◆ **REQUEST**
Copy every row below word for word, leaving out the pictures.

_ _ _ _ _ _ _

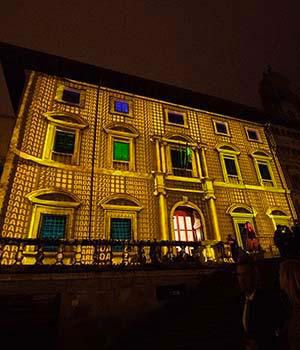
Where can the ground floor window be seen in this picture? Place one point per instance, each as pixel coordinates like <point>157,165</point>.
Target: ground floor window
<point>120,229</point>
<point>187,225</point>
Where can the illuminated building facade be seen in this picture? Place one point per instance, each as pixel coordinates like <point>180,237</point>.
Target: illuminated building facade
<point>101,155</point>
<point>283,106</point>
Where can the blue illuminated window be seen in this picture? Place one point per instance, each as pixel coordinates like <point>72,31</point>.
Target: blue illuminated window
<point>121,107</point>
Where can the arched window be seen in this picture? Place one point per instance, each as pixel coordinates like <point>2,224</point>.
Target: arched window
<point>52,214</point>
<point>187,223</point>
<point>243,221</point>
<point>63,137</point>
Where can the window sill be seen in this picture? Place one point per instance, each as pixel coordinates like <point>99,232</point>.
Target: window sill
<point>182,178</point>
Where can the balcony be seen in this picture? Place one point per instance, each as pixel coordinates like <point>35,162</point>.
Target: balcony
<point>108,255</point>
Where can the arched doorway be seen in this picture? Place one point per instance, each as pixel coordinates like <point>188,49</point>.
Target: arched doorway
<point>243,222</point>
<point>188,224</point>
<point>279,217</point>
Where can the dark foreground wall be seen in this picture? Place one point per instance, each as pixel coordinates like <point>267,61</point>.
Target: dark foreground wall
<point>137,309</point>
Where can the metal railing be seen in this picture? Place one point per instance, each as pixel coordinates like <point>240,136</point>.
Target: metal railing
<point>109,253</point>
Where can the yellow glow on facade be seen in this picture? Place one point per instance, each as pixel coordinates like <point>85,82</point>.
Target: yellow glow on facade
<point>148,177</point>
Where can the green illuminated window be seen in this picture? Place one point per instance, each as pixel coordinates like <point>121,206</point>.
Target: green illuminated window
<point>64,142</point>
<point>181,157</point>
<point>121,151</point>
<point>52,227</point>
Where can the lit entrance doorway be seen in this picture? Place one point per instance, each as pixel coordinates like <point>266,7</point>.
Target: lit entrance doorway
<point>243,223</point>
<point>188,225</point>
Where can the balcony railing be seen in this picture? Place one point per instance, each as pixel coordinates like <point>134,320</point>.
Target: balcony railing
<point>109,254</point>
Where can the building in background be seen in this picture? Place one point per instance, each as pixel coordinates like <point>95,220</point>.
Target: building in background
<point>97,154</point>
<point>282,104</point>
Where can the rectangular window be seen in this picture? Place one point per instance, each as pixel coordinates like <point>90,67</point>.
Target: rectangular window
<point>121,107</point>
<point>181,157</point>
<point>52,227</point>
<point>221,128</point>
<point>71,96</point>
<point>64,142</point>
<point>252,134</point>
<point>175,118</point>
<point>264,171</point>
<point>121,151</point>
<point>230,166</point>
<point>120,229</point>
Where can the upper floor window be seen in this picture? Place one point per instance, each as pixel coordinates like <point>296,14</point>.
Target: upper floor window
<point>252,134</point>
<point>52,215</point>
<point>182,159</point>
<point>64,142</point>
<point>70,95</point>
<point>121,106</point>
<point>175,117</point>
<point>221,128</point>
<point>63,138</point>
<point>121,152</point>
<point>229,163</point>
<point>262,163</point>
<point>121,145</point>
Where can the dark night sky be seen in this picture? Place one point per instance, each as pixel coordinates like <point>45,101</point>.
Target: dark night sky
<point>216,47</point>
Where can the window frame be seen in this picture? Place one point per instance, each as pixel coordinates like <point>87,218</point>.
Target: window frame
<point>129,137</point>
<point>64,126</point>
<point>175,143</point>
<point>215,122</point>
<point>124,140</point>
<point>59,95</point>
<point>266,160</point>
<point>231,154</point>
<point>285,219</point>
<point>112,102</point>
<point>175,111</point>
<point>247,129</point>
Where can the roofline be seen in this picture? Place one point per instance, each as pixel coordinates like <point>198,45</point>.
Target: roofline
<point>16,60</point>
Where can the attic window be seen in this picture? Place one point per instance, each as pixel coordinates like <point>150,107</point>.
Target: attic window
<point>122,106</point>
<point>176,118</point>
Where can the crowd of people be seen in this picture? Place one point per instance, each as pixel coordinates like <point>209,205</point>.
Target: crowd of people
<point>288,240</point>
<point>269,319</point>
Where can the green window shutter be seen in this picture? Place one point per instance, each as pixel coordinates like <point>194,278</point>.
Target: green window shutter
<point>121,150</point>
<point>52,227</point>
<point>264,171</point>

_ _ _ _ _ _ _

◆ **WORKED SOLUTION**
Where can the ground floor window be seen in this picture? Place one point per instance, each as pixel coordinates like <point>157,165</point>.
Target: ground floor window
<point>120,229</point>
<point>187,225</point>
Where can the illuminated building facade be seen in this picture? Place one point per instance, each as pixel coordinates like <point>180,237</point>.
Target: illuminated building facade
<point>101,155</point>
<point>283,106</point>
Where can the blue illuminated window be seen in this picture? Place one point per instance, each as pixel coordinates like <point>72,31</point>.
Target: blue illuminated window
<point>121,107</point>
Where can the arched window be seen in this picture? Place one point per instance, each as pixel coordinates like <point>2,224</point>.
Target: arched window
<point>52,214</point>
<point>187,223</point>
<point>243,221</point>
<point>63,137</point>
Where can the window sill be seen in this picture? Place one point per instance, each as pixel coordinates like <point>99,232</point>.
Target: window sill
<point>182,178</point>
Where can the balcony be seen in this picture? Place one point per instance, each as pixel coordinates like <point>35,162</point>.
Target: balcony
<point>108,255</point>
Where can the arched doorway be seen in this picture? Place one point per instance, each as pixel coordinates like <point>188,49</point>.
Target: arched doorway
<point>243,222</point>
<point>188,224</point>
<point>279,217</point>
Where can the dark foreground wall be seen in this picture? Place one point per instance, each as pixel coordinates like <point>267,61</point>.
Target: dark foreground wall
<point>137,309</point>
Where can the metal railing be seen in this picture? Place one point per instance, each as pixel coordinates like <point>240,136</point>.
Target: metal railing
<point>109,253</point>
Where can the yellow glow on facade be seen in this picture? Place one point per instance, each as pixel coordinates like <point>85,82</point>.
Target: yellow glow on facade
<point>148,177</point>
Where can the green illuminated window be seen in this picture? Place one point per instance, each as pixel coordinates like <point>121,206</point>.
Target: green illuminated window
<point>64,142</point>
<point>181,157</point>
<point>121,151</point>
<point>52,227</point>
Where can the lit entrance doorway be seen in this picture? Place one point per instance, each as pixel coordinates like <point>266,7</point>.
Target: lit entrance doorway
<point>243,223</point>
<point>188,225</point>
Where can the balcony railing be seen in this picture? Place one point per instance, each as pixel coordinates like <point>134,320</point>.
Target: balcony railing
<point>109,254</point>
Where can the building in background be seen in this picture? Place one point per instance, each as pixel coordinates like <point>95,220</point>.
Target: building in background
<point>97,154</point>
<point>282,104</point>
Where can the rectangular window be seen in this picture? Place one point per instance, each as pixel coordinates like <point>90,67</point>.
Target: rectangular window
<point>121,107</point>
<point>181,157</point>
<point>52,227</point>
<point>221,128</point>
<point>71,96</point>
<point>64,142</point>
<point>252,134</point>
<point>175,118</point>
<point>264,171</point>
<point>121,151</point>
<point>230,166</point>
<point>120,229</point>
Where can the upper floor window be seen in this picture? Place one point per instance, each as pixel coordinates like <point>296,14</point>.
Target: upper floor window
<point>252,134</point>
<point>52,215</point>
<point>182,159</point>
<point>64,142</point>
<point>70,95</point>
<point>121,106</point>
<point>175,117</point>
<point>221,128</point>
<point>63,138</point>
<point>121,152</point>
<point>229,163</point>
<point>262,163</point>
<point>121,145</point>
Where can the dark night sky be seen in this picture? Place one point per instance, each as pixel coordinates like <point>45,101</point>.
Target: dark night sky
<point>216,47</point>
Where can the window frame be seen in this picture? Place one point per instance, each as pixel coordinates like <point>87,218</point>.
Target: window frame
<point>129,137</point>
<point>64,126</point>
<point>175,143</point>
<point>215,122</point>
<point>124,140</point>
<point>59,95</point>
<point>266,160</point>
<point>231,154</point>
<point>285,219</point>
<point>112,102</point>
<point>175,111</point>
<point>247,129</point>
Where can the roofline be seen in this picture? Place one point per instance, each as pixel coordinates like <point>198,45</point>.
Target: roofline
<point>16,60</point>
Where can the attic window be seen in this picture? Place one point per instance, each as pixel coordinates like <point>150,107</point>.
Target: attic window
<point>122,106</point>
<point>176,118</point>
Where can the crowd of people be seen in this picture? Place one point per instance, each as pixel coordinates like <point>209,205</point>.
Target: crowd of people
<point>288,240</point>
<point>269,319</point>
Where can the green window shutter be seen in this picture? Place one point per instance, each as pixel coordinates like <point>194,278</point>.
Target: green window shutter
<point>121,150</point>
<point>52,227</point>
<point>264,171</point>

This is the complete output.